> [EXCERPTED TEXT]
++++++
Although it is possible for the adjudicating official to decide a case only on the basis of the documents on file, most appeals involve a hearing in which the asylum seeker is given another opportunity to present his or her claim. Hearings are conducted by the IFARB member assigned to the case and typically include the following seven stages: (1) verification of personal data and current address; (2) procedural information and instruction; (3) summary of the facts of the case; (4) taking of evidence, that is, interviewing and questioning; (5) presentation of country-related information; (6) announcement that the decision will be issued in writing; and (7) sight translation into English and signing of the written record.
The core of the hearing is stage four, the interview, in which the asylum seeker is asked about his or her reasons for leaving the country, the circumstances of his or her life before the flight, and about his or her escape route. This leads into a round of questioning, in which the adjudicating official confronts the asylum seeker with apparent inconsistencies in his or her narrative and with discrepancies with respect to statements as recorded in the first-instance hearing. Hence, the institutional purpose of the proceedings is to establish the facts of the case and to assess the credibility of the asylum seeker and his or her story. In this, the interpreter plays a crucial and complex role, as shown in the following sections of this analysis.
++++++
> [DATA EXCERPT]
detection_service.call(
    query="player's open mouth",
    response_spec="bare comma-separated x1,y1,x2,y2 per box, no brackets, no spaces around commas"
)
++++++
> [JOBS]
• a. In the passage on asylum appeal hearings, which stage is named as the core of the hearing?
• b. Write out the passage on asylum appeal hearings word for word, beginning at "The core of" and stopping after "of this analysis.".
• c. Using the passage on asylum appeal hearings, mark each statement yes or no, and quote the words that decide it: (i) Most appeals are settled from the documents on file without a hearing. (ii) The IFARB member assigned to the case conducts the hearing. (iii) The decision is given orally at the close of the hearing.
The lines above stand apart from the text and are separate material.

> [LIST OF SOLUTIONS]
• a. Stage four, the interview.

• b.
The core of the hearing is stage four, the interview, in which the asylum seeker is asked about his or her reasons for leaving the country, the circumstances of his or her life before the flight, and about his or her escape route. This leads into a round of questioning, in which the adjudicating official confronts the asylum seeker with apparent inconsistencies in his or her narrative and with discrepancies with respect to statements as recorded in the first-instance hearing. Hence, the institutional purpose of the proceedings is to establish the facts of the case and to assess the credibility of the asylum seeker and his or her story. In this, the interpreter plays a crucial and complex role, as shown in the following sections of this analysis.

• c.
(i) No: "most appeals involve a hearing in which the asylum seeker is given another opportunity to present his or her claim"
(ii) Yes: "Hearings are conducted by the IFARB member assigned to the case"
(iii) No: "announcement that the decision will be issued in writing"